**Location annotation dataset excerpts:**
○ ○ ○ ○

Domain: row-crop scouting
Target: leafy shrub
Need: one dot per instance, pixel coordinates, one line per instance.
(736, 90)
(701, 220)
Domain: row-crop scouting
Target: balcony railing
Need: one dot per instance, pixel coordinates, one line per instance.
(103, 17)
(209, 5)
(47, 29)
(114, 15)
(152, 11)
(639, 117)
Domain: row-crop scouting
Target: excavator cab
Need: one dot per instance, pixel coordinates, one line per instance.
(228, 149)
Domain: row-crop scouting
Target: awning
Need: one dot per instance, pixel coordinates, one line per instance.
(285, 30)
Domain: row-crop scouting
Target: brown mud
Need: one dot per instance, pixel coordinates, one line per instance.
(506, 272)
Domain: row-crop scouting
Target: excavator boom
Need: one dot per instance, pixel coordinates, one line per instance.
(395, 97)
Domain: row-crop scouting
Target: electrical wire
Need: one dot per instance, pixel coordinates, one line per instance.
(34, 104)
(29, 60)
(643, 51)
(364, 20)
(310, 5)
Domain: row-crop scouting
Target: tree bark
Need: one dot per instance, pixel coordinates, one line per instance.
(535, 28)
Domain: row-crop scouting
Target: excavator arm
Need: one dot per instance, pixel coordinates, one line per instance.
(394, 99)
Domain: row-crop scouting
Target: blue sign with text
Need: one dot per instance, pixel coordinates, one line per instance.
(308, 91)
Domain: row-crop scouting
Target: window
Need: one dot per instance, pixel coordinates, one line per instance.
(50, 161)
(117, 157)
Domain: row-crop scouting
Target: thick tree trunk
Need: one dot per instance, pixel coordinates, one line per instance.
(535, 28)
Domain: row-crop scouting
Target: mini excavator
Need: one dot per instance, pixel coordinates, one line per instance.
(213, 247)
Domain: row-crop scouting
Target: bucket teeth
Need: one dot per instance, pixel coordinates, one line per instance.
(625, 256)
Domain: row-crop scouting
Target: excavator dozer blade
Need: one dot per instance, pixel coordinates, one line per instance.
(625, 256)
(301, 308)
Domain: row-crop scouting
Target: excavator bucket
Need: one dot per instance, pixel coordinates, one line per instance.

○ ○ ○ ○

**YOUR INSTRUCTIONS:**
Reproduce each line of the material above precisely.

**EXPECTED ANSWER:**
Domain: row-crop scouting
Target: leafy shrub
Need: one dot per instance, pixel coordinates, one line per instance.
(736, 90)
(701, 220)
Domain: row-crop scouting
Target: balcony railing
Need: one dot per instance, pixel coordinates, one line per instance.
(103, 17)
(209, 5)
(47, 29)
(114, 15)
(152, 11)
(639, 117)
Domain: row-crop scouting
Target: excavator cab
Need: one dot per instance, pixel coordinates, one line per instance.
(228, 149)
Domain: row-crop scouting
Target: awning
Need: one dot per instance, pixel coordinates, one line per instance.
(285, 30)
Domain: row-crop scouting
Target: brown mud
Need: one dot per instance, pixel coordinates, one line per instance.
(506, 272)
Domain: row-crop scouting
Target: excavator boom
Need: one dot per instance, pixel coordinates, one line per instance.
(395, 97)
Domain: row-crop scouting
Target: electrical wire
Need: one dot per instance, pixel coordinates, one line per instance.
(34, 104)
(29, 60)
(643, 51)
(364, 20)
(310, 5)
Domain: row-crop scouting
Target: tree bark
Need: one dot per instance, pixel coordinates, one line per instance.
(535, 28)
Domain: row-crop scouting
Target: excavator arm
Need: one dot per instance, pixel coordinates, one line per instance.
(394, 99)
Domain: row-crop scouting
Target: blue sign with text
Need: one dot per instance, pixel coordinates, one line per instance.
(308, 91)
Domain: row-crop scouting
Target: window
Need: one dot per instance, pixel coordinates, one line per instance.
(50, 161)
(117, 157)
Domain: row-crop scouting
Target: thick tree trunk
Need: one dot per instance, pixel coordinates, one line per instance.
(535, 28)
Domain: row-crop scouting
Target: mini excavator
Need: one dot per instance, pixel coordinates, one line per instance.
(213, 247)
Domain: row-crop scouting
Target: bucket teeth
Need: one dot per instance, pixel coordinates, one line per instance.
(625, 256)
Domain: row-crop scouting
Target: excavator dozer blade
Need: one dot per instance, pixel coordinates, one line per instance.
(625, 256)
(301, 308)
Domain: row-crop scouting
Target: excavator bucket
Need: one dot per instance, pixel coordinates, one line per instance.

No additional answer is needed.